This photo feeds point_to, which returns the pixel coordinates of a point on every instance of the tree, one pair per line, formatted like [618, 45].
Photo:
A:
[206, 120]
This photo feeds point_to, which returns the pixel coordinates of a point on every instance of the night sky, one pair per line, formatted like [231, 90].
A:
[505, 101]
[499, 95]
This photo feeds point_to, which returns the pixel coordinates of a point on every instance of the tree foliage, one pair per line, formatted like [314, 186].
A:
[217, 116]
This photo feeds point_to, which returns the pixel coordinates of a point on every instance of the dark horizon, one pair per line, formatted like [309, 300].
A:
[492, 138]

---

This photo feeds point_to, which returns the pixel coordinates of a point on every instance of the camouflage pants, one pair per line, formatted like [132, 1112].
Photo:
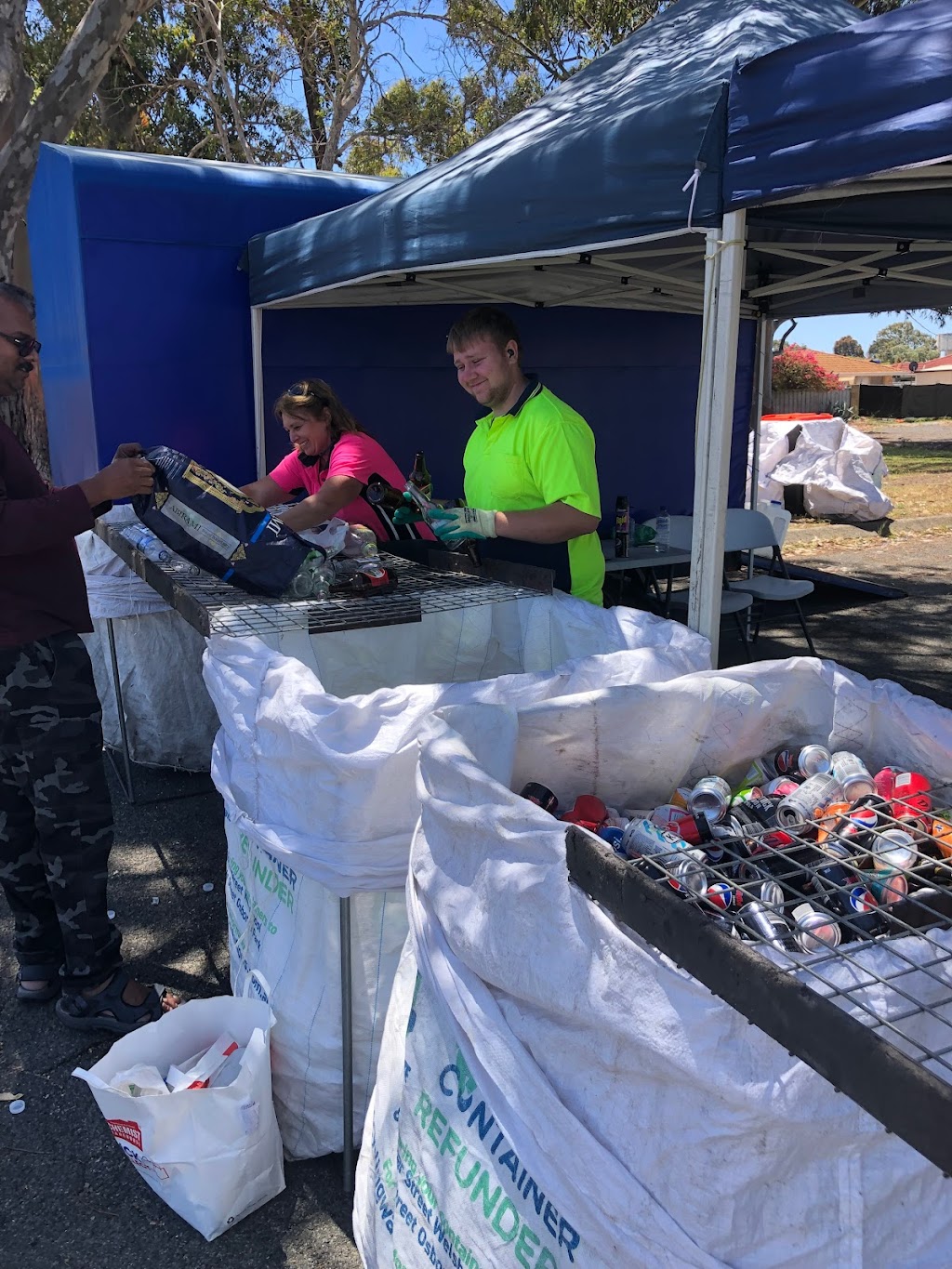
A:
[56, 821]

==

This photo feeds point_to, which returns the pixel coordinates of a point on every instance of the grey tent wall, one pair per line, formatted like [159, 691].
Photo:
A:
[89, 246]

▸ **Task brief**: List every line of the rows above that contains the string "which", matching case exactly.

▸ **Solution to this task**:
This photo feeds point_to, which returns the pixel coordinates of a point on every instance of the tree, one pair per line, formatted like [618, 45].
This photo feeds point_to, which returns the pixel coordinates of a point on every instance of the night sky, one pair per line, formatted like [231, 90].
This photo feeds point_to, which returns the pixel coordinates of a point on every instance of the tree foliage, one pair per line, formatted like [314, 186].
This photo feeds point_to, which returns the pixel coordinates of a point on every instance of the dark horizon, one pair per line, formatted like [309, 300].
This photo feeds point_to, which returns the pixel coordinates of a point on every instance of the camouflage pants, one pair per line, formatted like [132, 1112].
This photo feeds point_to, which returns the pixel coordinates of a point on every instance of the grey tent wall, one pair per line, formatted like [159, 691].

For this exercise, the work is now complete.